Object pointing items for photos
◇ ◇ ◇ ◇ ◇
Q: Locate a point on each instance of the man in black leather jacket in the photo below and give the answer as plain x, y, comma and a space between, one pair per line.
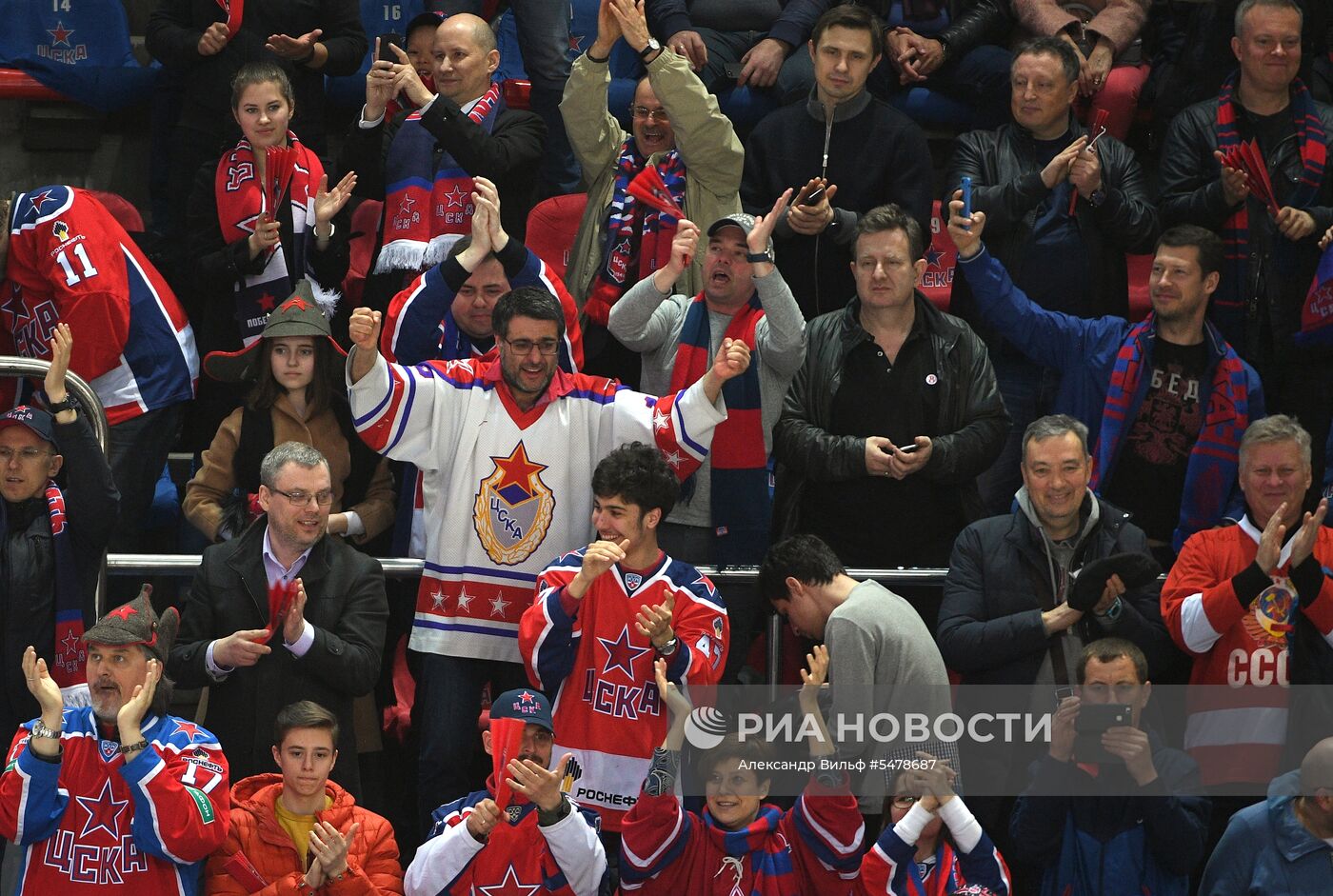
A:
1024, 177
49, 465
1272, 259
890, 417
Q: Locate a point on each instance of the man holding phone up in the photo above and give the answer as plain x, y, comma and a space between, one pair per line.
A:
1135, 822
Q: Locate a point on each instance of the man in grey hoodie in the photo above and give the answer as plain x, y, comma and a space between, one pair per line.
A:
1005, 616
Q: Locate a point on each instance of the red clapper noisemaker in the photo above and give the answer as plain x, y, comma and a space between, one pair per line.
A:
280, 599
1099, 129
280, 162
235, 9
1248, 159
506, 745
649, 189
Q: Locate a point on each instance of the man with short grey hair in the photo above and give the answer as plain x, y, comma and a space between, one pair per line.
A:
1028, 589
283, 576
724, 516
1249, 603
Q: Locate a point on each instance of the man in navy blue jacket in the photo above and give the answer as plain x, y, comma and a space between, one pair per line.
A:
1165, 400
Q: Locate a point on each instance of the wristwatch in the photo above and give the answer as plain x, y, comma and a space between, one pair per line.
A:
39, 729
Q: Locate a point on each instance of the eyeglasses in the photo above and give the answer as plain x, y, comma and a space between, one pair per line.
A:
547, 347
303, 499
26, 455
644, 113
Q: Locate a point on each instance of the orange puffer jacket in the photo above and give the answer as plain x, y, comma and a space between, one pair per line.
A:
372, 862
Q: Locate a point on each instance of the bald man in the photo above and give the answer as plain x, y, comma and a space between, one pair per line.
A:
1283, 845
422, 164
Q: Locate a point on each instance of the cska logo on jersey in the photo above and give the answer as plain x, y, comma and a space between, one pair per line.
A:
513, 508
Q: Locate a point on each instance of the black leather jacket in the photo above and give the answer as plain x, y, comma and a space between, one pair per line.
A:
1192, 193
970, 412
29, 562
1006, 186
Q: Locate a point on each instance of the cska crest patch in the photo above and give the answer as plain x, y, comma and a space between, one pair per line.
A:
513, 508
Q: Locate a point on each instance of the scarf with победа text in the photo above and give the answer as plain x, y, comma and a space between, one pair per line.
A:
1213, 460
737, 460
1228, 306
427, 204
633, 230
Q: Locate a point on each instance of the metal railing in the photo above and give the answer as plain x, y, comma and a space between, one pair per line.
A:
12, 366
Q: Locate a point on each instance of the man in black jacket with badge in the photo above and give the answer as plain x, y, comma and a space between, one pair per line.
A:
890, 417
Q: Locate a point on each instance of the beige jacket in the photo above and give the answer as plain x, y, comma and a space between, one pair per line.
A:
708, 146
215, 482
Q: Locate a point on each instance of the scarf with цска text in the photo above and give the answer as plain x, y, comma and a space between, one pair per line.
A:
737, 460
427, 206
1212, 466
633, 230
1228, 306
240, 202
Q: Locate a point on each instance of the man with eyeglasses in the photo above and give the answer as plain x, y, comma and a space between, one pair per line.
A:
507, 451
1117, 811
330, 628
844, 152
677, 129
57, 513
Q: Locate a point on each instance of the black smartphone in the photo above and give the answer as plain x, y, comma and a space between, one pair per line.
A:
1092, 722
387, 50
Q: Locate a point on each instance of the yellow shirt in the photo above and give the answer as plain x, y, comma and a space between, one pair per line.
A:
299, 828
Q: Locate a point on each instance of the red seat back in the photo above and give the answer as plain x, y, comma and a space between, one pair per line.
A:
1140, 267
940, 257
552, 226
122, 209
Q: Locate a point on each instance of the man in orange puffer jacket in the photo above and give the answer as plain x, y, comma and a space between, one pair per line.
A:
300, 832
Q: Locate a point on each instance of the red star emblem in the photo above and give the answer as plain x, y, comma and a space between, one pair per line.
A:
622, 653
517, 469
60, 35
103, 812
510, 886
40, 199
189, 728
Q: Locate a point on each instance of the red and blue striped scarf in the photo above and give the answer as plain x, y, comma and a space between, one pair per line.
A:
1228, 309
739, 479
633, 232
427, 206
1212, 465
69, 656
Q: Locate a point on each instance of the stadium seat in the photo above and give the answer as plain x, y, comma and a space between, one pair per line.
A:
552, 226
940, 259
366, 229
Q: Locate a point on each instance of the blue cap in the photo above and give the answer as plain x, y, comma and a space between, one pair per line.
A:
528, 705
33, 419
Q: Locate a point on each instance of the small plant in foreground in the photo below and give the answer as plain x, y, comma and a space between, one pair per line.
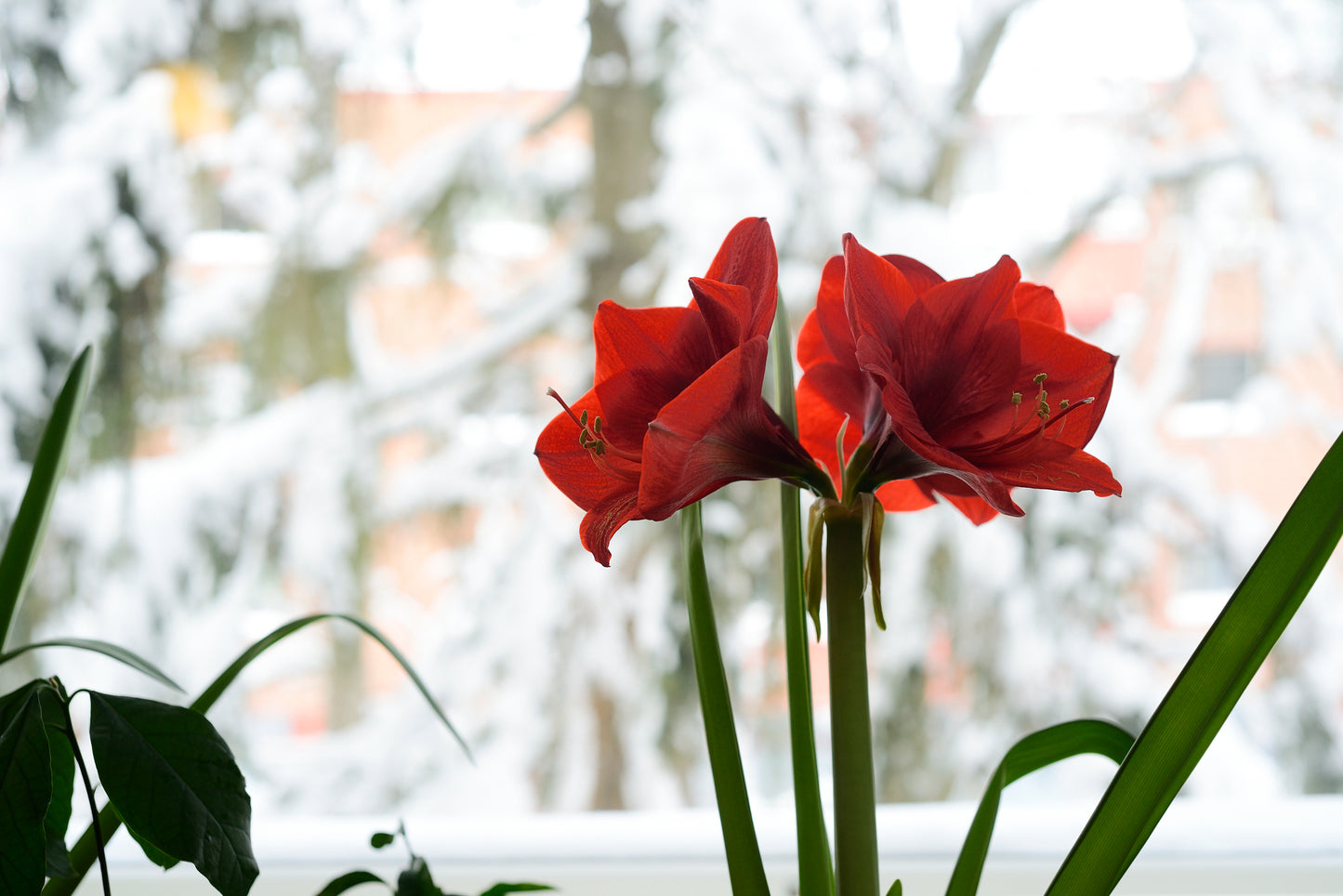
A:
166, 772
416, 878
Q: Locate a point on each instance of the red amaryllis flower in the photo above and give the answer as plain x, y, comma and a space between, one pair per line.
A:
676, 411
966, 387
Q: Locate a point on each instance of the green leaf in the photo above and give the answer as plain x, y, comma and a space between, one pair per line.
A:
174, 781
84, 852
416, 880
120, 654
1031, 754
1212, 681
349, 881
207, 699
26, 793
745, 869
815, 872
31, 521
62, 765
500, 889
152, 852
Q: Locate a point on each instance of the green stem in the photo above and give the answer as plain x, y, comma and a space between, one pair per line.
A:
745, 868
93, 805
815, 872
850, 718
85, 852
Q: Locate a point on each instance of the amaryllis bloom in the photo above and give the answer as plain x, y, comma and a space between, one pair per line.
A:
965, 389
676, 410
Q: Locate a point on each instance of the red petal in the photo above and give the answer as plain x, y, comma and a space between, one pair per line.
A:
570, 465
960, 497
727, 312
919, 274
716, 431
748, 258
1076, 371
1059, 468
902, 496
909, 430
1038, 304
651, 338
602, 521
827, 394
876, 295
965, 308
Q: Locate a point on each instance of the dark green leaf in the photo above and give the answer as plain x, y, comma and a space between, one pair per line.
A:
62, 765
112, 651
1212, 681
500, 889
24, 796
416, 880
1031, 754
207, 699
174, 781
815, 872
84, 853
745, 868
50, 462
152, 852
349, 881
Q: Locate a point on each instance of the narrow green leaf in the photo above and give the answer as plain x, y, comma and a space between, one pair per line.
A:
349, 881
815, 871
745, 868
62, 765
174, 781
47, 467
210, 694
84, 852
120, 654
24, 796
416, 880
1031, 754
500, 889
1212, 681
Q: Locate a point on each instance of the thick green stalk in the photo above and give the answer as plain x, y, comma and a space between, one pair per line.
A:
850, 718
815, 874
745, 868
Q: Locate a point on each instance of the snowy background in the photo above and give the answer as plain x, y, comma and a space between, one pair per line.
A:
334, 253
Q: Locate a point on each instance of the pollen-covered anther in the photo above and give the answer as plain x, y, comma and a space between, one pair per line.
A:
590, 437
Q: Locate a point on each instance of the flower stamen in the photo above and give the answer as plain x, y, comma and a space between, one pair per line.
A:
590, 438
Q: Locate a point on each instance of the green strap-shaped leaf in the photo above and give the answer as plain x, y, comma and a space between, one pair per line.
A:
349, 881
62, 765
1212, 681
500, 889
1031, 754
120, 654
85, 850
174, 781
210, 694
31, 521
815, 871
24, 796
745, 869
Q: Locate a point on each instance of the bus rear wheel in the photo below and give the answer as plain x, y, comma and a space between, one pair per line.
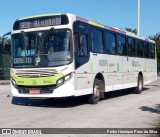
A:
139, 88
97, 90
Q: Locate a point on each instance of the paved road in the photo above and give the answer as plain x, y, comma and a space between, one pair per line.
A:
120, 109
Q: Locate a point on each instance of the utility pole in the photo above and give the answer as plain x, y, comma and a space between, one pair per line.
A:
138, 19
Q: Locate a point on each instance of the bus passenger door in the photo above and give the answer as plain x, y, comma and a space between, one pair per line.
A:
81, 63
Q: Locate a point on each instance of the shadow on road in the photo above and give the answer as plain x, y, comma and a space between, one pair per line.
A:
155, 109
69, 101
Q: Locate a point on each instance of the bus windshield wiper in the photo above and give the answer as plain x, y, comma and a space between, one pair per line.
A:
47, 37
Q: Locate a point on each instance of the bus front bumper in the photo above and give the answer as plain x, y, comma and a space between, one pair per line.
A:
65, 90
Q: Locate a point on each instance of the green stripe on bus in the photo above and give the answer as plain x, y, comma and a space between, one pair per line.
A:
39, 81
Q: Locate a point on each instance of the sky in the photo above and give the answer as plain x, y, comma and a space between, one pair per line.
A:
113, 13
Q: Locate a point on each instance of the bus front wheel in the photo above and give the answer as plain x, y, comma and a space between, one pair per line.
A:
97, 89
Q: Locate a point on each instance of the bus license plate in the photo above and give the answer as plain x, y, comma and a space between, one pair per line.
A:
34, 91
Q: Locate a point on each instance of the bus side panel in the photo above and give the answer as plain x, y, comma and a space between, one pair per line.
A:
129, 78
151, 73
114, 72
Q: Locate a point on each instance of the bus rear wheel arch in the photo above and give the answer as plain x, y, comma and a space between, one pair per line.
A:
98, 90
139, 88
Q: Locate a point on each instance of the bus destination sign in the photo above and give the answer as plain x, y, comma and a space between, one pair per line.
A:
40, 22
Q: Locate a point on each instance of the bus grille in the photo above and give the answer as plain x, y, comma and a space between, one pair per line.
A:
36, 73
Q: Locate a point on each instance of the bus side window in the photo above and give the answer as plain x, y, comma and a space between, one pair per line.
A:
152, 51
146, 50
97, 40
110, 43
81, 49
121, 45
131, 47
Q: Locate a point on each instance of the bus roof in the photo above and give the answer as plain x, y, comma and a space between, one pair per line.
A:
114, 29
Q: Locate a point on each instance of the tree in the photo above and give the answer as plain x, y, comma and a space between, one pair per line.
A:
131, 30
156, 38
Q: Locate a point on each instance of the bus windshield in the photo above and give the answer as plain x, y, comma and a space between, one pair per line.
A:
41, 49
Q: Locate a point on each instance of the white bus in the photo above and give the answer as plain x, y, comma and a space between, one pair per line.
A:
62, 55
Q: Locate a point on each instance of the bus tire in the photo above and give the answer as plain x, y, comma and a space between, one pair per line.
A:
97, 87
139, 88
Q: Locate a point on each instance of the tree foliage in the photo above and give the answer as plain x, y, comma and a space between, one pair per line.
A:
◇ ◇ ◇ ◇ ◇
* [Task to carry out] Edit the items from the line with "Q: Locate a point on each instance of the bus roof" through the end of the items, replacing "bus tire" with "bus wheel" and leaving everything else unchanged.

* [Result of the task]
Q: Locate a point on each instance of the bus roof in the photo above and give the answer as plain x, y, comma and a space between, one pair per line.
A:
114, 29
Q: Locate a point on each instance of the tree in the photo above and give the answer as plain x, y, comma and a space between, one pair per line.
A:
131, 30
156, 38
Q: Locate a point on each instance of the bus windshield in the photo above and give the answer as plain x, y, comma and a space between, one pair per line.
A:
41, 49
Q: Locate a point on each instance of the white bus in the photo above and give the answer as plain x, y, comma and a space between, one pair per line.
A:
62, 55
Q: Locate a point on each instance of the bus wheel in the photo above and give the answer as plain x, y, comma and a space between, one pair per line.
A:
97, 87
139, 88
Q: Locate a point on each instance of the tree foliage in the photo above and give the answer as plain x, y, comma and a space between, one pair per line.
A:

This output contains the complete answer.